**INPUT DATA**
--*--

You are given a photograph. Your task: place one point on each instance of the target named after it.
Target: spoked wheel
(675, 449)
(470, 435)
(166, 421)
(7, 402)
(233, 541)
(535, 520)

--*--

**YOUR TASK**
Type out all of the material again, word for word.

**ANSWER TO THE PROBLEM**
You are given a photograph. Your task: place one point on each instance of the target named after it.
Target: spoked wheel
(675, 449)
(470, 435)
(166, 421)
(7, 402)
(233, 541)
(535, 520)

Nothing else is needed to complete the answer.